* Problem details:
Report each line of the listing that carries the word "below".

* Record extracts:
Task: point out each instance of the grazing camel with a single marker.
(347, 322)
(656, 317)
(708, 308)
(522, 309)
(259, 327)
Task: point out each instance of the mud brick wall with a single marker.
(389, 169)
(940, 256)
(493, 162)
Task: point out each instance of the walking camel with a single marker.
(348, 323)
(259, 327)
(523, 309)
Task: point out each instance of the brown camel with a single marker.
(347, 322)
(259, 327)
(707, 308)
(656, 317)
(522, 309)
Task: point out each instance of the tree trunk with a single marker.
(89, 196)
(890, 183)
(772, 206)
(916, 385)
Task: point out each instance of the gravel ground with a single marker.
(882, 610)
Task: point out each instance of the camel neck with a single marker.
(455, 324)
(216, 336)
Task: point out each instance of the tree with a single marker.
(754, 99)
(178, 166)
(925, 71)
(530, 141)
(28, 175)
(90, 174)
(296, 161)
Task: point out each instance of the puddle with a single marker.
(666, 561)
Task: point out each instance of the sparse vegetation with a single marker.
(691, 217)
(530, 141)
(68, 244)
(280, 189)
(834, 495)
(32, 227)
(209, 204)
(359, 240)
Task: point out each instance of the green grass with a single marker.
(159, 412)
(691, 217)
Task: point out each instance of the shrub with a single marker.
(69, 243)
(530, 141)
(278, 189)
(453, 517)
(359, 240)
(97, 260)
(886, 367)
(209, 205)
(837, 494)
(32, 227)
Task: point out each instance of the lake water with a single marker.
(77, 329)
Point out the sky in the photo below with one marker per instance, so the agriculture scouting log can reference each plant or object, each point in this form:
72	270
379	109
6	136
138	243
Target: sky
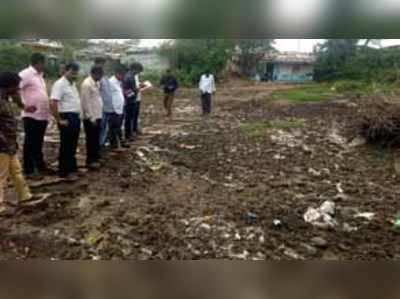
302	45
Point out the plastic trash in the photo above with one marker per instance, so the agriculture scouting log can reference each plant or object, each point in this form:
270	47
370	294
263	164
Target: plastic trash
323	216
250	218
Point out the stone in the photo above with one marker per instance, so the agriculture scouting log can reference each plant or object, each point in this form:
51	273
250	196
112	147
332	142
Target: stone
319	242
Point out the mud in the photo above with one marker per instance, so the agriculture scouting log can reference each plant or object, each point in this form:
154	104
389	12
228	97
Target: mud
186	188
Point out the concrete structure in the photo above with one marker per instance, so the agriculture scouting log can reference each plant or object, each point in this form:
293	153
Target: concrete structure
279	66
287	67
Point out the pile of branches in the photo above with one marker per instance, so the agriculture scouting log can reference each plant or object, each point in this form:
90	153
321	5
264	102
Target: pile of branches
380	121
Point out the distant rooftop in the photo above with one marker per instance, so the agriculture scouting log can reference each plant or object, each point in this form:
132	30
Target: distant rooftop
290	57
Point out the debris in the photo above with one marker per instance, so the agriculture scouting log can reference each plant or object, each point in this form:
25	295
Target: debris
291	253
250	218
358	141
337	139
339	188
348	228
187	146
396	223
321	217
277	223
368	216
314	172
319	242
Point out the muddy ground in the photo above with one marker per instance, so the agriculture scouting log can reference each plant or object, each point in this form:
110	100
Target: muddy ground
223	187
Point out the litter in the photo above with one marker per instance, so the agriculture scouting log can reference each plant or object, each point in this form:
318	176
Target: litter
323	216
187	146
368	216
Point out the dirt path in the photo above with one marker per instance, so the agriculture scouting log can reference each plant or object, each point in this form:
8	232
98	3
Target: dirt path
197	188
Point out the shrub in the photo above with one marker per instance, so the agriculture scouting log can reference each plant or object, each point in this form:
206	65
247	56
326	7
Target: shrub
14	58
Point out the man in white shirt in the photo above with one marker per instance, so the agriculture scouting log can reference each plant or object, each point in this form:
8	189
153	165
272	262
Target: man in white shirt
92	112
118	102
66	109
207	89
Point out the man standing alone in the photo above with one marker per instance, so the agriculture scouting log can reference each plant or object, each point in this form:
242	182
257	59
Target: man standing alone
131	90
66	108
92	111
207	89
36	115
169	85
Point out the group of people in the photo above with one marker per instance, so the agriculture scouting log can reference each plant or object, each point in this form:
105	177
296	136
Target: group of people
104	105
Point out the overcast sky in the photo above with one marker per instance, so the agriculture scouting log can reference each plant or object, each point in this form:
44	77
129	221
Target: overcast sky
303	45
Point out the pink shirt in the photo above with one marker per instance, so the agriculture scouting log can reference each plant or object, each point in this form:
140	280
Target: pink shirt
34	93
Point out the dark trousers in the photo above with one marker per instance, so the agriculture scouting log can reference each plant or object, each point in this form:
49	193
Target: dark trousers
206	103
129	120
92	132
104	131
33	145
69	138
115	125
136	115
168	102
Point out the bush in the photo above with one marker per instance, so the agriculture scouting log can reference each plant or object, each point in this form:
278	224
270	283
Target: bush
380	122
349	86
14	58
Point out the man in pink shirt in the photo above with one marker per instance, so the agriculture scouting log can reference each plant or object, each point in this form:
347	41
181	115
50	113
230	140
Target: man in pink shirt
36	114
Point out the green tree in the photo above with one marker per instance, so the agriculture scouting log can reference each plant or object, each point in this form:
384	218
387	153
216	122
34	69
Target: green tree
251	50
192	57
333	56
13	58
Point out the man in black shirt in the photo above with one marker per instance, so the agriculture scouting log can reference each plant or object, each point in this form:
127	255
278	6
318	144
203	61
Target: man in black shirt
169	84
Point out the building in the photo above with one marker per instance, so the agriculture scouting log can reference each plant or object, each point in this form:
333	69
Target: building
279	66
287	67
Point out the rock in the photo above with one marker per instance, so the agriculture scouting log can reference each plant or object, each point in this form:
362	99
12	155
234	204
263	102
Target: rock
314	172
348	212
330	256
348	228
357	142
310	249
319	242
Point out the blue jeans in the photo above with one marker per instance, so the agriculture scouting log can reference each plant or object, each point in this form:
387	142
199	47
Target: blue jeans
131	119
104	128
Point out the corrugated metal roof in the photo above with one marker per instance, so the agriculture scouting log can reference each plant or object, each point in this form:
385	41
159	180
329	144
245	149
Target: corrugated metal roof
290	57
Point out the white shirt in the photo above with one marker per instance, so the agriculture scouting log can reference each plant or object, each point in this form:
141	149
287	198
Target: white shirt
118	99
92	103
67	96
207	84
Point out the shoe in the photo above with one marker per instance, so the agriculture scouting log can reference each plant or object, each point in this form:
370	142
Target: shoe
6	212
33	177
47	171
94	165
34	200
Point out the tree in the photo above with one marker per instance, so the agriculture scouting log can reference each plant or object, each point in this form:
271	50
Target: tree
71	45
332	57
250	52
192	57
14	58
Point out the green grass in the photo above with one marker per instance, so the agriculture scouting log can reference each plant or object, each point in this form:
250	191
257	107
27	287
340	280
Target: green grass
306	93
258	129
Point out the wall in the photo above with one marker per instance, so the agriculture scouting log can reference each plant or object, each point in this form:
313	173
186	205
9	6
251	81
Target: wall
150	61
293	72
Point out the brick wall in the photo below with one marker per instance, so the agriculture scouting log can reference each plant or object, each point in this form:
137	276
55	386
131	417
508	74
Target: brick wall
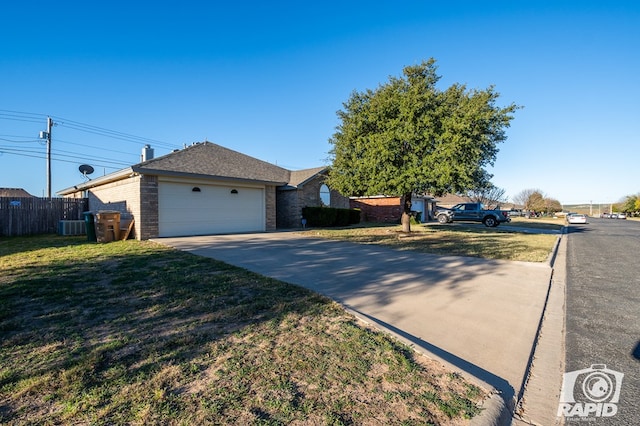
121	196
135	197
290	202
383	209
149	227
270	207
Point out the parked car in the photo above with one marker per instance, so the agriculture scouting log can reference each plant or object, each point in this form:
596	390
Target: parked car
472	212
577	218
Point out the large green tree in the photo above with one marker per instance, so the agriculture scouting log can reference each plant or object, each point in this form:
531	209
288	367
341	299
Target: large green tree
409	137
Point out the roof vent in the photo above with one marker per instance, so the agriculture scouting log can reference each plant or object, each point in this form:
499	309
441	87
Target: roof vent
147	153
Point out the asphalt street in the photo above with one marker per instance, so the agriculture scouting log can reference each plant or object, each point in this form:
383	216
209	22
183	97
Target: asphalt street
603	316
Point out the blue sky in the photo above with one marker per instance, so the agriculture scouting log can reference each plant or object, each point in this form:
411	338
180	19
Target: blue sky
266	79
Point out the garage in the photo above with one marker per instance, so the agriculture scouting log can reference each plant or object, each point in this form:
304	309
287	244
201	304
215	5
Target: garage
194	208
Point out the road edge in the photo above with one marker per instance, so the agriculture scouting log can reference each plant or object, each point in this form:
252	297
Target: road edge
538	400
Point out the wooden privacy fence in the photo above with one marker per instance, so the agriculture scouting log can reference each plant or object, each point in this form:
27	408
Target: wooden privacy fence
32	215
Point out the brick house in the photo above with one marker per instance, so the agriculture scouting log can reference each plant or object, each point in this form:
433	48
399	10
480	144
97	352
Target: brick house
389	209
207	189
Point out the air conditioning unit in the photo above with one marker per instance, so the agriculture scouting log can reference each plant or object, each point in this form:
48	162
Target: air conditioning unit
71	227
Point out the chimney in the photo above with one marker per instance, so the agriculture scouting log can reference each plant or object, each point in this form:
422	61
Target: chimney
147	153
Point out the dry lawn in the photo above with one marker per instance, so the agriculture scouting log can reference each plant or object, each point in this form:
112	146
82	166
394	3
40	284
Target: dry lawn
135	333
504	242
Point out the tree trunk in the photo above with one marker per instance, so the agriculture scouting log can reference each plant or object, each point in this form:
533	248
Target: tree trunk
406	213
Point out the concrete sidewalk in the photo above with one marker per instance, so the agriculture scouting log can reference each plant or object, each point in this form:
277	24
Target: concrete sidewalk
480	317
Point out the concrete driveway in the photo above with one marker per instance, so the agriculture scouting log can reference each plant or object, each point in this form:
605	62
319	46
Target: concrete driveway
480	317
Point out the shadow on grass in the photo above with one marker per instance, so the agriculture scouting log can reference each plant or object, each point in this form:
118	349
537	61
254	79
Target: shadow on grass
70	324
132	332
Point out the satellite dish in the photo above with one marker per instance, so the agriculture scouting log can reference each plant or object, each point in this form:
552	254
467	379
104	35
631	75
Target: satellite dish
85	169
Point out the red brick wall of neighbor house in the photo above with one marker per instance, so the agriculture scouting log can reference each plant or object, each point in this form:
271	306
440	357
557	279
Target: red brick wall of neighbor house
378	209
270	208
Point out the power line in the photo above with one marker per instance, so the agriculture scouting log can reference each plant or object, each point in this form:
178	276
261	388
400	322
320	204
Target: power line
83	127
40	155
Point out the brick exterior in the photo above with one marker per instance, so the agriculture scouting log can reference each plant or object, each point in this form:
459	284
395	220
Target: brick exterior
135	197
121	196
270	207
382	209
290	202
149	227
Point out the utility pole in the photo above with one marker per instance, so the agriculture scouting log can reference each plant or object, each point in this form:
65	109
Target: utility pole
49	127
47	136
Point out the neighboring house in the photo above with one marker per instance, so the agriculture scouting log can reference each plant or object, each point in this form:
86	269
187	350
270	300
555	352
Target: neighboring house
205	189
450	200
389	209
14	193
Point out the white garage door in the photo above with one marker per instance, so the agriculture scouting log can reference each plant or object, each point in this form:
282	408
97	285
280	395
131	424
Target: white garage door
213	209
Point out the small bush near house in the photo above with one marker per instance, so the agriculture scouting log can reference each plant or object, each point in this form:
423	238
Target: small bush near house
329	216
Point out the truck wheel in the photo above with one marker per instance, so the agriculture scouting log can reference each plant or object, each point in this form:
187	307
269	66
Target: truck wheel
490	222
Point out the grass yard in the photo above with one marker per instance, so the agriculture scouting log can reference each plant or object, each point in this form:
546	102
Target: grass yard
456	239
136	333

* Answer box:
Point out the sky in the photo below with one marker per instance, so the agriculture scouting log can reference each plant or object, each point in this form:
Point out the brick wall in the photo below with one marker per instance, so the agriculture scouting log can reference each plant or object, each point in this form:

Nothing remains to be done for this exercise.